Indagó en el mundo de la mafia como pocos. Detrás de su filmografía está el mundo del catolicismo aprendido durante su infancia en el barrio italiano de Nueva York. Su desilusión con el cine actual, su preocupación por la actualidad yanqui y lo que siente como falta de valores.
Para contar la historia de El irlandés, Martin Scorsese ha convencido a Joe Pesci para que abandone su retiro –le costó lo suyo, al parecer–, y ha contado de nuevo con ese actor al que conoció cuando eran poco más que veinteañeros y que le ha acompañado durante una carrera de más de 50 años: Robert De Niro. Representa a un desengañado veterano de guerra que acaba trabajando como asesino a sueldo para la mafia durante décadas y enredado en el caso Hoffa, sindicalista pringado hasta el tuétano en negocios turbios misteriosamente desaparecido, que interpreta Al Pacino. Con todo ello parece haber realizado el que para muchos es el filme definitivo sobre la mafia; sus entresijos, sus conexiones políticas y su vertiente personal.
-¿Era su intención?
-Tal vez, no lo sé. El eje lo constituyen personas inmersas en el crimen organizado, pero esto sirve para reflexionar sobre las motivaciones, los comportamientos y los elementos de la naturaleza humana que son comunes a todos. Conceptos como el deber, la confianza, la necesidad de pertenecer a un grupo más o menos afín. La ambición y la codicia también. Incluso el amor. Todo eso está ahí, en la mafia, pero es trasladable a otros colectivos que no están definidos por la delincuencia: desde las familias hasta los gobiernos. Creo que haber podido mostrar esa correspondencia ha dado pie a ese tipo de comentarios, por otro lado tan halagadores.
-¿Por qué ha marcado la mafia su vida profesional?
-Es un colectivo que tiene la violencia como seña de identidad, y eso lo hace especialmente interesante. Yo crecí con todo esto alrededor y, aunque no lo quisiera, estaba ligado a ello. Son, junto al vínculo familiar y a la religión, los elementos que me influyeron más en los primeros años de vida; cuando estás dando forma al hombre que serás. Por eso son tres constantes en mi cine y siempre que puedo intento que vayan de la mano en mis películas.
-¿Cree que los humanos somos intrínsecamente violentos?
Sí. Creo que es un instinto natural del cual aún no nos hemos librado. La violencia también nos define; el grado en el que está presente en nosotros dice mucho sobre cómo somos. ¿Podemos hacerla desaparecer? ¿Queremos hacerlo? Verá, por hacerlo corto y dejando claro que no soy un filósofo, yo querría decirle simplemente que forma parte de la naturaleza humana. Pero, en realidad, es algo mucho más complejo y tiene muchos aspectos colaterales que hay que tener en cuenta, como la compasión que sentimos unos por otros y como eso nos hace defender a los que amamos, a veces usando la violencia que también ponemos en juego para preservar nuestros principios y nuestras convicciones, cuando lo entendemos como algo necesario…
-¿Qué sería lo más parecido a la mafia en estos momentos? ¿Las grandes corporaciones económicas? ¿Las altas esferas de la política?
^^^^^^^^
# INSTRUCCIÓN ESCRITA 1:
Según la entrevista, ¿a qué actor convenció Martin Scorsese para que dejara su retiro y participara en El irlandés?
# INSTRUCCIÓN ESCRITA 2:
Extrae de la entrevista, sin alterar nada, el fragmento que comienza en "-¿Por qué ha" y termina en "somos intrínsecamente violentos?".
^^^^^^^^
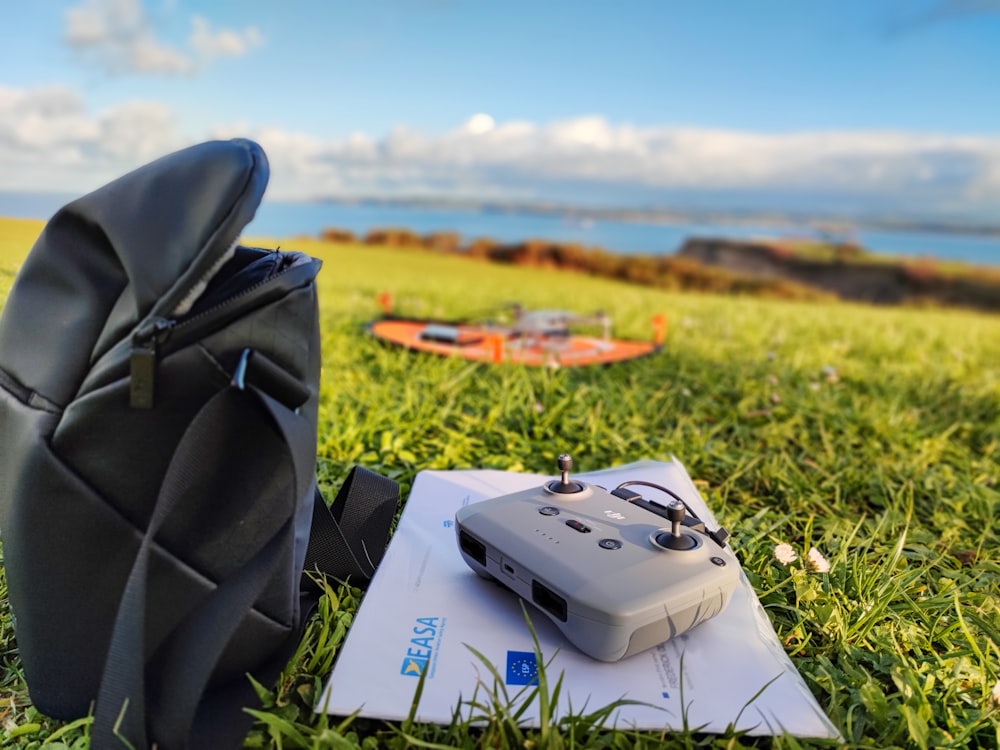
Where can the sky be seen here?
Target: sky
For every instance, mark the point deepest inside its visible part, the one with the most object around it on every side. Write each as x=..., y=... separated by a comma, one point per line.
x=854, y=107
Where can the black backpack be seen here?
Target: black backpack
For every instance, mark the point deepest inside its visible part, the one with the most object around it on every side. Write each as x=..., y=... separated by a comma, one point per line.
x=158, y=502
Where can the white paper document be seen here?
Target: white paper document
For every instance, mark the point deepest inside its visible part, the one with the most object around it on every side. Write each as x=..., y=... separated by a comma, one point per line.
x=425, y=607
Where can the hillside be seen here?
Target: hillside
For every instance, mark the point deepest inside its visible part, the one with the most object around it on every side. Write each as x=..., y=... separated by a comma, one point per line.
x=853, y=274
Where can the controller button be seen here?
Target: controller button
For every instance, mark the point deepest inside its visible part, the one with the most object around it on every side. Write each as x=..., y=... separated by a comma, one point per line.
x=682, y=542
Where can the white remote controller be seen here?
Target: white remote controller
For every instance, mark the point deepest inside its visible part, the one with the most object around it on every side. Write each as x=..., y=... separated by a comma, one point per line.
x=617, y=573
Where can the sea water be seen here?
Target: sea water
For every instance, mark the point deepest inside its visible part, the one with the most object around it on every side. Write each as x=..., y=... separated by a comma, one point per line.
x=280, y=219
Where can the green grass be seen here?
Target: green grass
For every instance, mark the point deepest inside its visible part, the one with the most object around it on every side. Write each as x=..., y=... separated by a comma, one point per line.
x=872, y=434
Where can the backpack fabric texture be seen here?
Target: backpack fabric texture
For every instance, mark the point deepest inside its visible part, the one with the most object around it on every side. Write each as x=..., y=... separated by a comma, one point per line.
x=158, y=506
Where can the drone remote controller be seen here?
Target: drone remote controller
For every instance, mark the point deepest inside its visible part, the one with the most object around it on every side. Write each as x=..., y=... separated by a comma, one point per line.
x=617, y=573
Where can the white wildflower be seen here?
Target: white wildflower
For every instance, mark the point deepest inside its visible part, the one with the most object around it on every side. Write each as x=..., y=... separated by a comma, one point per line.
x=817, y=562
x=784, y=554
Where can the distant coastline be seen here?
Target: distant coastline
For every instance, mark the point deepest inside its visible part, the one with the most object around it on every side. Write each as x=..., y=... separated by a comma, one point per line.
x=832, y=224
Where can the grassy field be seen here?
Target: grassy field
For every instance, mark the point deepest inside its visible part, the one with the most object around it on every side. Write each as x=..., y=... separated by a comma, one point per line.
x=870, y=434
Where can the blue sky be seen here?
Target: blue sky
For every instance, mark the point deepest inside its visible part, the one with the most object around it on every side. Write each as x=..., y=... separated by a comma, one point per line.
x=849, y=107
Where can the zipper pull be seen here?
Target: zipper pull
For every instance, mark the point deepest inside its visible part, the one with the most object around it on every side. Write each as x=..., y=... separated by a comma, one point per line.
x=142, y=361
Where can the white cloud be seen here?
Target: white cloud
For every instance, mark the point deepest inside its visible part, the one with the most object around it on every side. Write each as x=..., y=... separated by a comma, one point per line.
x=209, y=44
x=48, y=139
x=120, y=37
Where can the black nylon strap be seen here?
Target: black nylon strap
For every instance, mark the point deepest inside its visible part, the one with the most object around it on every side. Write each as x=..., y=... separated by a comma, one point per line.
x=349, y=538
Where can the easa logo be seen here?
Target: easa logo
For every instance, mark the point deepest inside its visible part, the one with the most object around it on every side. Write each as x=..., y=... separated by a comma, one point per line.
x=421, y=647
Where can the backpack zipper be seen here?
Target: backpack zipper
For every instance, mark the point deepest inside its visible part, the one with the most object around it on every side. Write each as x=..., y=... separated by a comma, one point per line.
x=151, y=335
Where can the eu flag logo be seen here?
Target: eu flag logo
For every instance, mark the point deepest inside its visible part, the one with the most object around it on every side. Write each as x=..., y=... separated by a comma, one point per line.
x=413, y=667
x=522, y=668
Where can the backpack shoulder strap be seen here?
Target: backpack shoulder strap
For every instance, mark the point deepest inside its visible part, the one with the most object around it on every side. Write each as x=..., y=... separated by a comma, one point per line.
x=348, y=538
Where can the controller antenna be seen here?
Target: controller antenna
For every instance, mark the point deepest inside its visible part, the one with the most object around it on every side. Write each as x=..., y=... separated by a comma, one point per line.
^^^^^^^^
# RESULTADO DE LA TAREA 1:
Scorsese convenció a Joe Pesci para que abandonara su retiro.

# RESULTADO DE LA TAREA 2:
-¿Por qué ha marcado la mafia su vida profesional?
-Es un colectivo que tiene la violencia como seña de identidad, y eso lo hace especialmente interesante. Yo crecí con todo esto alrededor y, aunque no lo quisiera, estaba ligado a ello. Son, junto al vínculo familiar y a la religión, los elementos que me influyeron más en los primeros años de vida; cuando estás dando forma al hombre que serás. Por eso son tres constantes en mi cine y siempre que puedo intento que vayan de la mano en mis películas.
-¿Cree que los humanos somos intrínsecamente violentos?